╭─ QUELLAUSZUG

Stefan Schenzel: Über den Dialog mit den Nutzern und entsprechenden Mieterinformationen konnten Rohrverstopfungen in vielen Wohnungsunternehmen nachhaltig reduziert werden. Im Fokus stehen auch Strangsanierungskonzepte; der präventive Ansatz überzeugt immer mehr Wohnungsunternehmen. In einigen Wohnungsunternehmen werden Prozessoptimierungen, Vorgaben bei den Produktqualitäten und die Etablierung des internen Qualitätsmanagements vorbereitet. Allgemein kann festgestellt werden, dass das Schadenmanagement bei unseren Kunden als ein wesentlicher Baustein in der Instandhaltung bewertet wird.

Lassen sich bereits positive Effekte durch die Präventionskonzepte feststellen?

Stefan Schenzel: Ja, nach erfolgter Strangsanierung lässt sich der signifikante Rückgang der Schadenzahlen in den entsprechenden Objekten nachweisen. Dieser Erfolg basiert auf einer effizienten und umfassenden Schadenanalyse. Unter dem Aspekt der Wirtschaftlichkeit zeigt sich, dass sich vorgezogene Investitionen i.d.R „lohnen“. Der erstmalige Gesamtaufwand ist stets kleiner als die Summe von mehrmaligen Reparaturen verbunden mit Mieterstörungen an den Strangsystemen. Das Investitionsergebnis schlägt sich für das Wohnungsunternehmen positiv nieder und ist zahlenmäßig nachvollziehbar, d.h. es ist transparent und damit wesentlicher Teil der Investitionslenkung bzw. des Portfoliomanagements.

╰─
╭─ DATENSATZEINTRÄGE

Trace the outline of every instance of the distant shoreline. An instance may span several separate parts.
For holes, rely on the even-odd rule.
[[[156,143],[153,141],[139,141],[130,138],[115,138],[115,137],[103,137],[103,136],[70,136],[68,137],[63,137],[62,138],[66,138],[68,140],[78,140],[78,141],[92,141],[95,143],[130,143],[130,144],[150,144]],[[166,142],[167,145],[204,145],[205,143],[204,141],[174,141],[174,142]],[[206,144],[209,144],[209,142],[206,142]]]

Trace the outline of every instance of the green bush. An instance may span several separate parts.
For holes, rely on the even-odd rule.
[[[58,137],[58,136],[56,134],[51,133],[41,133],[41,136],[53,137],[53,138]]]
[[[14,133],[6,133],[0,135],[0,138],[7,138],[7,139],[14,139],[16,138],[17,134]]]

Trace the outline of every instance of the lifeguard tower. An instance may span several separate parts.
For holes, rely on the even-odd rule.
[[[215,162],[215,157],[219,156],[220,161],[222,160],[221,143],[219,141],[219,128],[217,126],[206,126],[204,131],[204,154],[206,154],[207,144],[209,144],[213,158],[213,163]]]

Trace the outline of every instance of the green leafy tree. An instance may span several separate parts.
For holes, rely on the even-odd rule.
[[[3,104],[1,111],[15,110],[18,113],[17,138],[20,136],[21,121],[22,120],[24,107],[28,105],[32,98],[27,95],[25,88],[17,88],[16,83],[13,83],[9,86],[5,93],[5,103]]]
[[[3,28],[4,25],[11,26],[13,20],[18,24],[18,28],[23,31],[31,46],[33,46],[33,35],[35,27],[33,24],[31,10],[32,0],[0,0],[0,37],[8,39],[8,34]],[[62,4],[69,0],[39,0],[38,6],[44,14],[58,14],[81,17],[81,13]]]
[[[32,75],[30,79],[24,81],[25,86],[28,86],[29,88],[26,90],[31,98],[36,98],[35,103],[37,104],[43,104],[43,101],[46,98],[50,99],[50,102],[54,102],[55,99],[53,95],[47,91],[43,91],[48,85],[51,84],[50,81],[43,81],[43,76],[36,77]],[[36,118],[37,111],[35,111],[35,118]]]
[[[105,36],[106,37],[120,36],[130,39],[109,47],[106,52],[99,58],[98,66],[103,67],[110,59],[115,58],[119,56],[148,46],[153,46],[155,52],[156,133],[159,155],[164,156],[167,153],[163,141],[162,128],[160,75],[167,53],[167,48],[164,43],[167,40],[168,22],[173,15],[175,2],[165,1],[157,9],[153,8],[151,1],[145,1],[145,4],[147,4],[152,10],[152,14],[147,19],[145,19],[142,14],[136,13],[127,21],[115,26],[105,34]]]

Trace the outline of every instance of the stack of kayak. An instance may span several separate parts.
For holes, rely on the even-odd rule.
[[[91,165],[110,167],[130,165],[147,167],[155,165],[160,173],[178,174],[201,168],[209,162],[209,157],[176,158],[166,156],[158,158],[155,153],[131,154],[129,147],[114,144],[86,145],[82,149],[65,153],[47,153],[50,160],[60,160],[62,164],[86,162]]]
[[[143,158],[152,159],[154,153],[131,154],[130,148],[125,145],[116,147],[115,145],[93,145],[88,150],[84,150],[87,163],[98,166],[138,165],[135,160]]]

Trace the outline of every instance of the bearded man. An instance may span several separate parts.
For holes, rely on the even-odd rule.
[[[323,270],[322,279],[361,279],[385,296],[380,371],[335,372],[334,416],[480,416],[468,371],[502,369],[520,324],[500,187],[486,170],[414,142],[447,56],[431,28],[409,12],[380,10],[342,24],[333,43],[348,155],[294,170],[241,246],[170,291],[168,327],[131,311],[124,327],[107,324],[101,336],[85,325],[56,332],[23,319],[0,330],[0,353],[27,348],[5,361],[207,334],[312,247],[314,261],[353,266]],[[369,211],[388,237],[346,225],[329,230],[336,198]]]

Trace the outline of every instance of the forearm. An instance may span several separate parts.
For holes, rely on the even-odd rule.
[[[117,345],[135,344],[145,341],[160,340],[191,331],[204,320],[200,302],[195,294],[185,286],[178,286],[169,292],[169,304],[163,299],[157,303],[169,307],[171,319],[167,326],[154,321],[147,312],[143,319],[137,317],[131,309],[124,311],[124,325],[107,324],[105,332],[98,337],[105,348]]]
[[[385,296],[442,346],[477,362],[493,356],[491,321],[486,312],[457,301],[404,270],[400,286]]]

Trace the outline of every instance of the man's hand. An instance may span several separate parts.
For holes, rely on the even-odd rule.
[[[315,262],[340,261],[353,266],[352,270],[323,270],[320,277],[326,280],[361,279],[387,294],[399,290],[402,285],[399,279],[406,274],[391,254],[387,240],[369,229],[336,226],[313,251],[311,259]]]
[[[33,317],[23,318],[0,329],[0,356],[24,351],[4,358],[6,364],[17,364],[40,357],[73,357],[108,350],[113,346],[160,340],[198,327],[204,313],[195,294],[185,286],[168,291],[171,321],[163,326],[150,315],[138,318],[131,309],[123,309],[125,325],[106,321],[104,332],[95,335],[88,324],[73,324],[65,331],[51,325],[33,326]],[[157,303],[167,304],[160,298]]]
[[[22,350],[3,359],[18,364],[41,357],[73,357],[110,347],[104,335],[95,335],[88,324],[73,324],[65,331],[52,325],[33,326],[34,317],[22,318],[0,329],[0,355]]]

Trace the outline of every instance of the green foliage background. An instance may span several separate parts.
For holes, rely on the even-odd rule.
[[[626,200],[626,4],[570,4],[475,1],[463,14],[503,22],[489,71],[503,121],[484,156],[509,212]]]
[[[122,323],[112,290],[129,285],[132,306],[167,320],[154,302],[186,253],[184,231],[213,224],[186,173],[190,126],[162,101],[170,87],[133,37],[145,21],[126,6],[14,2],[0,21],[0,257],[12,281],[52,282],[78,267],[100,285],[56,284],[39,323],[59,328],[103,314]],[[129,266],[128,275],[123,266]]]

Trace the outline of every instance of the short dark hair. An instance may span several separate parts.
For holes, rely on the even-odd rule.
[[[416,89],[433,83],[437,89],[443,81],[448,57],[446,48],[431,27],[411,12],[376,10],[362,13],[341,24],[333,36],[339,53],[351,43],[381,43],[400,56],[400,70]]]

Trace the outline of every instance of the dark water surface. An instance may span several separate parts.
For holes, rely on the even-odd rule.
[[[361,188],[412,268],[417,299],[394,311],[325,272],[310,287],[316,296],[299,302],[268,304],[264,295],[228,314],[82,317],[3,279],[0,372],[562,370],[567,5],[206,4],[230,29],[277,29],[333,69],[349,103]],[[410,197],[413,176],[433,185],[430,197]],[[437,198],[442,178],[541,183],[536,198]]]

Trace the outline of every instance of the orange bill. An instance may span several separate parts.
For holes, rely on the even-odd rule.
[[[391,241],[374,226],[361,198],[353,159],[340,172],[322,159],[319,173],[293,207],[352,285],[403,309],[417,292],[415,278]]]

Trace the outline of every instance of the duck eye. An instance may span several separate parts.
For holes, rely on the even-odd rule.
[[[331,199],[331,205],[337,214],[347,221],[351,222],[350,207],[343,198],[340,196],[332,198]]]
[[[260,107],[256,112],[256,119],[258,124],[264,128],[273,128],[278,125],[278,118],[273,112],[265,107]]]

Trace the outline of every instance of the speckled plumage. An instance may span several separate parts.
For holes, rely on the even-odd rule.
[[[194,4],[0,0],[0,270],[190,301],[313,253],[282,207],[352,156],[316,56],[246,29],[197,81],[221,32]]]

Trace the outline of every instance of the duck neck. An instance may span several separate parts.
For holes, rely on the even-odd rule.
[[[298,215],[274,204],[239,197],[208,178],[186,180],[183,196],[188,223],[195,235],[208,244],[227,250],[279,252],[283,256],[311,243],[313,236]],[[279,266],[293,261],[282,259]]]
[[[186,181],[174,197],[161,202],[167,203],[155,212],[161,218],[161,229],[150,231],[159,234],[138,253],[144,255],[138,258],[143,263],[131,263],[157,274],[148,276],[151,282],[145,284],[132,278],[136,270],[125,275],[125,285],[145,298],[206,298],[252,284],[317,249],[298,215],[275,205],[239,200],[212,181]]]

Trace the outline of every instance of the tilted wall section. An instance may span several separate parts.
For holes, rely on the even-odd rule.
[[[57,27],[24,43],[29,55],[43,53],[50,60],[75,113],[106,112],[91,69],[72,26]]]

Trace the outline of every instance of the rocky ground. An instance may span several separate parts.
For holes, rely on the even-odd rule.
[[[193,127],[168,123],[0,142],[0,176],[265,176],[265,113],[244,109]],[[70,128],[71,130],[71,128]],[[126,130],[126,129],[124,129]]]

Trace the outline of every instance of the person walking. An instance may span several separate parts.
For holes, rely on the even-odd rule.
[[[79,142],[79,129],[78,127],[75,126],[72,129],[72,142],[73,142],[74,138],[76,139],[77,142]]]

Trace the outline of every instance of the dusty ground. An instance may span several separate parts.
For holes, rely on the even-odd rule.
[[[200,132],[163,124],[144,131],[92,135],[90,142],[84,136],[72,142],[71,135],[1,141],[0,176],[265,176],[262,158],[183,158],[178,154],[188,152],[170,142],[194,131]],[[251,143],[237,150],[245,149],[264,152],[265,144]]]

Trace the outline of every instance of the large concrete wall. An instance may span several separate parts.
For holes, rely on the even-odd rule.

╰─

ARBEITSANWEISUNGEN:
Führen Sie das Interview über Strangsanierung und Schadenprävention in Wohnungsunternehmen im Anschluss an dessen letzten Satz fort.

ANTWORTBEREICH:
Welcher Effekt der Prävention ist neben der Investitionssteuerung noch hervorzuheben?

Stefan Schenzel: Der Präventionsgedanke wirkt sich auch positiv auf die Sensibilisierung für den Zustand der haustechnischen Anlagen aus. Risikobewertungen und Gefährdungsanalysen gewinnen ja auch in wirtschaftlicher Hinsicht immer mehr an Bedeutung.

Könnten Sie dazu auch ein konkretes Beispiel benennen?

Stefan Schenzel: In der VdS-Tagung im September 2020 wurde von einem kommunalen Wohnungsunternehmen in Norddeutschland die Strategie zur Instandsetzung der Steigleitungen im Zusammenhang mit der Modernisierung für seniorengerechte Bäder vorgestellt. Im Rahmen einer softwaregestützten Mehrjahresplanung erfolgte die Priorisierung anhand eines Kriterienkatalogs, der auch die Schadenquote der Installationen vergangener Jahre berücksichtigt. Hierzu wurde in „wohnungswirtschaft heute - Forum Leitungswasser“ Ausgabe 2, November 2020 ein ausführlicher Bericht veröffentlicht.

Welche Aspekte haben für die Wohnungsunternehmen bei der Umsetzung der Beratungsergebnisse besondere Bedeutung?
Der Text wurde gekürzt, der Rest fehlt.